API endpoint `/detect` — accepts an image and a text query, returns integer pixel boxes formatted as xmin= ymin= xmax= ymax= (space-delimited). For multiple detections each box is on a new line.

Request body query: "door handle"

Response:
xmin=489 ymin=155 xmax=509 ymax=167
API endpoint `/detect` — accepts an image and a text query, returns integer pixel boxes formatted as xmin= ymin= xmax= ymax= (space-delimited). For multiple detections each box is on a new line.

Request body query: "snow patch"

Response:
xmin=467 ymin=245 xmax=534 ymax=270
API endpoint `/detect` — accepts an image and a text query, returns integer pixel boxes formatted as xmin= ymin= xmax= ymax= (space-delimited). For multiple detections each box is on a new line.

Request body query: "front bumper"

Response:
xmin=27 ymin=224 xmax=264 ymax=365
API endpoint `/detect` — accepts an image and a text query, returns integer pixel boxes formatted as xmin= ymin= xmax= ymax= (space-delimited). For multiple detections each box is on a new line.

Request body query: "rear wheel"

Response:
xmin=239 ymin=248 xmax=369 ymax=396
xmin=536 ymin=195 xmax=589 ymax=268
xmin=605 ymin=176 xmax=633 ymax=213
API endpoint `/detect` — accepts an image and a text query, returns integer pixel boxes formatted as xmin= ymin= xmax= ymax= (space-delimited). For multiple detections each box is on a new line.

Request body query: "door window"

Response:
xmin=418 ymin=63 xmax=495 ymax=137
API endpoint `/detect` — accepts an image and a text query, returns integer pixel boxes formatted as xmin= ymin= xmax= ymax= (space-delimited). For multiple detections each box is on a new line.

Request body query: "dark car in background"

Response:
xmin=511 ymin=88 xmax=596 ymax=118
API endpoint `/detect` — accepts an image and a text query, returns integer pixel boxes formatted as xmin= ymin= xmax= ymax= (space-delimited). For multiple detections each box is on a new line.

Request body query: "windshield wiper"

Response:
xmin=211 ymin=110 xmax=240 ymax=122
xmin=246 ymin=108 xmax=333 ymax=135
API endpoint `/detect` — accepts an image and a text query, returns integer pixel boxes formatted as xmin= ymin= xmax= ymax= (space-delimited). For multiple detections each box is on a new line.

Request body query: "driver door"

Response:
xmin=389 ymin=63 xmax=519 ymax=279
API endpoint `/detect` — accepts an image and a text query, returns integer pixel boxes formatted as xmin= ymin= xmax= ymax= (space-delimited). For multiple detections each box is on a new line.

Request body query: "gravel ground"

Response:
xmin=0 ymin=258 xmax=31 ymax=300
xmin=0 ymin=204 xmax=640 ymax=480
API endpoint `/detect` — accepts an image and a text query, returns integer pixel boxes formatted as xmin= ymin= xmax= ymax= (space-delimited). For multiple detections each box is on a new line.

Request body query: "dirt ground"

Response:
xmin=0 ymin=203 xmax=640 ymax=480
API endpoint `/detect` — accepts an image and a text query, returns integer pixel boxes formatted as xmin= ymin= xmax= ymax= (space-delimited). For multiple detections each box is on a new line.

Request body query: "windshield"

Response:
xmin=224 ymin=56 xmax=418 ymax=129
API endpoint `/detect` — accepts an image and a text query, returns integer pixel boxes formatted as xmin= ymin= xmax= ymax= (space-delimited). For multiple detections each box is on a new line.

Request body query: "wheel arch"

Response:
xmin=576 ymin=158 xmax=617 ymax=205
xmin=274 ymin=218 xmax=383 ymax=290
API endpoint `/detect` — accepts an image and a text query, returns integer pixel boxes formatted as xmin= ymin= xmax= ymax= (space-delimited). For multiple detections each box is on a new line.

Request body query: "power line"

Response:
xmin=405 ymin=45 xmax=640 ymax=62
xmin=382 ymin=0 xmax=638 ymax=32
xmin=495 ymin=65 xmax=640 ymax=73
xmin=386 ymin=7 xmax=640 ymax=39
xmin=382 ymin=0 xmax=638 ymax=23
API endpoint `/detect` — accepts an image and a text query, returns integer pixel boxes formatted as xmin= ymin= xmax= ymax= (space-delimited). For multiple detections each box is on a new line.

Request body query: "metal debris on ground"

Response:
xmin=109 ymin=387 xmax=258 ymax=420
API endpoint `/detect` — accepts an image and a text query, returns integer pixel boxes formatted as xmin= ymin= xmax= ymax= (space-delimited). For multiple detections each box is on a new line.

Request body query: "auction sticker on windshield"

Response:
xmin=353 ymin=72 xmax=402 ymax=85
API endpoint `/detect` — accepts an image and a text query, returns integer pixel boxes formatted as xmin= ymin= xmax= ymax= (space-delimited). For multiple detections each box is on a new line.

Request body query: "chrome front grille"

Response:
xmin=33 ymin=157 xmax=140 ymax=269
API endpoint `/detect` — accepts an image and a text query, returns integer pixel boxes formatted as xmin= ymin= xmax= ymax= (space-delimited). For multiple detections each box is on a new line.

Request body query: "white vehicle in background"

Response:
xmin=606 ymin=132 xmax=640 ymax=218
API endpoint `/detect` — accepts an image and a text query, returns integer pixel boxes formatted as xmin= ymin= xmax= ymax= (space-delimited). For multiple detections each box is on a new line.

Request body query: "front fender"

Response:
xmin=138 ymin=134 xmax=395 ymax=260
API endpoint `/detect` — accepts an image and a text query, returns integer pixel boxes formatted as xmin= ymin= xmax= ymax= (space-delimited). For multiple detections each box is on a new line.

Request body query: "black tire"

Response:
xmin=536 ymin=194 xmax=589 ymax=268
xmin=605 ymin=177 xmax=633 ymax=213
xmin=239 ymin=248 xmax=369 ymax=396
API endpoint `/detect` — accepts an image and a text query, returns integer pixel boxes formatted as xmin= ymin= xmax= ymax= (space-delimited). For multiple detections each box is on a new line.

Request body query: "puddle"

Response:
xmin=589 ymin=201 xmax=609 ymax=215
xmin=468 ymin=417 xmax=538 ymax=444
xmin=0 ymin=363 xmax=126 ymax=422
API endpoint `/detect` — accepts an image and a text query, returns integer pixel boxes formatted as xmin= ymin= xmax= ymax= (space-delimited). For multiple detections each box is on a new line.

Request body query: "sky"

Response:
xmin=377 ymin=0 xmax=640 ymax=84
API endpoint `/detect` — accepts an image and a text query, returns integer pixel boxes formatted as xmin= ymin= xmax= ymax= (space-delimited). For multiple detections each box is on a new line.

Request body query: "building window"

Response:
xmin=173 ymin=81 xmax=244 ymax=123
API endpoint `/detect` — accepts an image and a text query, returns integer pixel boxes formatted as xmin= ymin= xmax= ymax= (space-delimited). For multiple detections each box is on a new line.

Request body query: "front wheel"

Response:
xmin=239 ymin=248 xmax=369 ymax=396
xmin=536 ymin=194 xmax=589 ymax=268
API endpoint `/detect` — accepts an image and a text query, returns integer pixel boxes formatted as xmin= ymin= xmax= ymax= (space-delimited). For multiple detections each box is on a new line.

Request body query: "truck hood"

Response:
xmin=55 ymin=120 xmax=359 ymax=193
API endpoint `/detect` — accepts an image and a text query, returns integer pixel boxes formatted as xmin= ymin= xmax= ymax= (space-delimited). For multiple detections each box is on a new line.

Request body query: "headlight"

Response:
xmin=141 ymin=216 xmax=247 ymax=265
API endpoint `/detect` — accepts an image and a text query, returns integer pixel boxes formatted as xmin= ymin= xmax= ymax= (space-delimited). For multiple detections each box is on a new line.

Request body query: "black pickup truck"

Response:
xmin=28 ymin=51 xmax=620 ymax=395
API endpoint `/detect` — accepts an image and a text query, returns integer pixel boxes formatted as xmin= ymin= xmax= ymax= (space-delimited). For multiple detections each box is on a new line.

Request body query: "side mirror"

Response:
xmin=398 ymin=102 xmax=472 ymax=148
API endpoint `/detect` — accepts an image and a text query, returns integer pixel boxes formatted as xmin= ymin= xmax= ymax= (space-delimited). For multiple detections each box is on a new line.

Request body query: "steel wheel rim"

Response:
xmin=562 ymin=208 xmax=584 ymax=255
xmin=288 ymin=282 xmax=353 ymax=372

• Task directions:
From the first line of the records through the line containing "xmin=467 ymin=245 xmax=534 ymax=270", give each non-blank line as one string in a JSON list.

• Task solution:
[
  "API endpoint `/detect` — accepts an image and a text query, returns integer pixel boxes formatted as xmin= ymin= xmax= ymax= (space-delimited). For multiple detections each box is on a new line.",
  "Request body query: \"door handle\"",
  "Response:",
  "xmin=489 ymin=155 xmax=509 ymax=167",
  "API endpoint `/detect` — accepts an image and a text query, returns integer pixel boxes formatted as xmin= ymin= xmax= ymax= (space-delimited). For multiple detections each box is on a new line.",
  "Request body query: \"snow patch\"",
  "Response:",
  "xmin=467 ymin=245 xmax=534 ymax=270"
]